Confessions Of A Fast Walker
Walking speed is something you can only be marginally better at than other people. Consider how fruitless being a fast walker is: three miles per hour pace is a comfortable pace. Four is hoofing it. If I walked my ass off for an hour, risking plantar fasciitis, and you leisurely strolled behind me the whole time, I’m likely to still be within earshot when time expires, and you yell, “Was it worth it?”
I don’t know my exact walking speed, though I’d guess it’s somewhere between being late for an appointment and being two centimeters dilated. But I know it’s too fast, and I know where it comes from. My foible is impatience. I’m not a “the journey is the destination” kind of guy. I ignore the journeys, rush to the destinations, get frustrated because a delay keeps me there, then get anxiety because now I must start my next journey—one I’ll also ignore—later than anticipated. It’s insanity.

_WORK TASK 1:_
In the fast-walking essay, what does the writer name as their foible?
_WORK TASK 2:_
Resume the fast-walking essay after its last sentence, keeping the same voice.

Images for object localization:
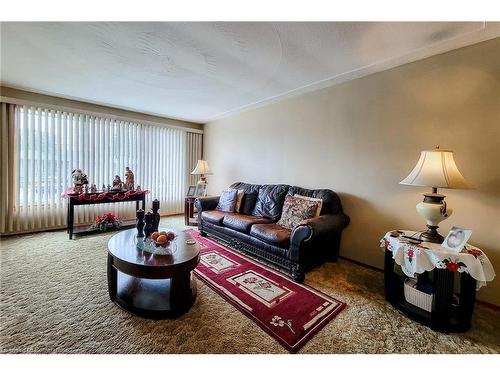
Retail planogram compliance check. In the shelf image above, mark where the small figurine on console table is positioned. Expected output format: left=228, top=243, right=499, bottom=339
left=71, top=168, right=89, bottom=193
left=125, top=167, right=134, bottom=190
left=111, top=175, right=123, bottom=190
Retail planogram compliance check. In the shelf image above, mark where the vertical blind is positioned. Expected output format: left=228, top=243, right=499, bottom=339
left=2, top=105, right=202, bottom=231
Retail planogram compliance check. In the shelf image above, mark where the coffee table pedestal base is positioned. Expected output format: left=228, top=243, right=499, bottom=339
left=108, top=267, right=196, bottom=319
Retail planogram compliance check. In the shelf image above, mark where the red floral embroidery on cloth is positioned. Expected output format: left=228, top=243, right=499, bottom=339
left=61, top=188, right=149, bottom=201
left=443, top=258, right=467, bottom=272
left=467, top=249, right=483, bottom=258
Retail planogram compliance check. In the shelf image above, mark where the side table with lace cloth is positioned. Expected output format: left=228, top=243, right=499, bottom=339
left=380, top=231, right=495, bottom=332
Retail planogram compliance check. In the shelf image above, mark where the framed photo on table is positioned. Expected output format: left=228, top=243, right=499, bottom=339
left=441, top=227, right=472, bottom=253
left=196, top=184, right=207, bottom=197
left=186, top=185, right=196, bottom=197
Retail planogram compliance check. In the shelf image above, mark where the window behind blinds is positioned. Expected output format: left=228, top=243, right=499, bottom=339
left=7, top=105, right=201, bottom=231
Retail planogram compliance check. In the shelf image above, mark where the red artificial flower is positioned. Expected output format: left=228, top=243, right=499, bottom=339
left=467, top=249, right=483, bottom=258
left=446, top=262, right=458, bottom=272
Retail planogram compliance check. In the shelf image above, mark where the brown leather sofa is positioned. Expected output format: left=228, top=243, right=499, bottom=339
left=195, top=182, right=349, bottom=282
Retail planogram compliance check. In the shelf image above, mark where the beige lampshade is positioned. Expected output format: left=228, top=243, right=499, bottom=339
left=400, top=149, right=471, bottom=189
left=191, top=160, right=212, bottom=174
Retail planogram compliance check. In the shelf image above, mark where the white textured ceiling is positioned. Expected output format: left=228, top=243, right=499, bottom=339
left=0, top=22, right=500, bottom=123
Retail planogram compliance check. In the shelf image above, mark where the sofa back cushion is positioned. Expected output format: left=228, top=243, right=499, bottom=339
left=288, top=186, right=342, bottom=215
left=252, top=185, right=290, bottom=221
left=216, top=189, right=238, bottom=212
left=229, top=182, right=260, bottom=193
left=239, top=191, right=259, bottom=215
left=277, top=195, right=319, bottom=230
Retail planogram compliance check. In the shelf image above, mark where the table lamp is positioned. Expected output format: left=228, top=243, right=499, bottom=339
left=400, top=146, right=470, bottom=243
left=191, top=160, right=212, bottom=184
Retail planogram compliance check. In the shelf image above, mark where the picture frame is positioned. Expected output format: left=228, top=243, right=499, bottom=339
left=441, top=227, right=472, bottom=253
left=186, top=185, right=196, bottom=197
left=196, top=184, right=207, bottom=197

_YOUR RESPONSE 1:_
Impatience.

_YOUR RESPONSE 2:_
Now, you wouldn’t think walking fast results in enemies. But it does. People get upset when you pass them on the street. They give you dirty looks. Sometimes they make rude comments. And they should, because walking fast is inconsiderate. By passing you, suddenly I’m creating a ripple in your ether. And the whole thing feels a bit like one-upmanship.
Move it or lose it, bozo, my calves say as I blow by. I’ve got places to be and you’re in my way.
So to mitigate negative responses, I’ve developed a system for passing sidewalk saunterers. Its main objective is to spread out our interaction, to lengthen our time together, so my passing you doesn’t feel like such a violation. It’s a three-step system, governed by one law: the law of commitment. You’ll see why you must commit to passing someone once you initiate the process.
But first, let’s talk about my system. Step one: at a distance of approximately five yards, I will scrape the bottom of my shoe against the ground intentionally. Seven out of 10 times, that gesture is enough. You’ll hear it, turn around, and see me—I’m closing in, but at a safe distance. Soon after, I’ll pass you. No enemies are made.
If you don’t hear my shoe scrape, I get uneasy. Our distance has shortened. If the gap between us were a third down in football, you’d feel confident about your team converting.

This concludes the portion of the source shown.